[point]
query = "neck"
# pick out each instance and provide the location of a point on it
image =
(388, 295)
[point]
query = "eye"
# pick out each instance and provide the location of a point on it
..............................
◆ SHORT PROBLEM
Copy the listing above line for line, without any alteration.

◆ WRITTEN SOLUTION
[point]
query = "neck"
# pick out each instance and provide the location of a point on it
image =
(388, 295)
[point]
query = "eye"
# pick out each instance and provide the location of a point on it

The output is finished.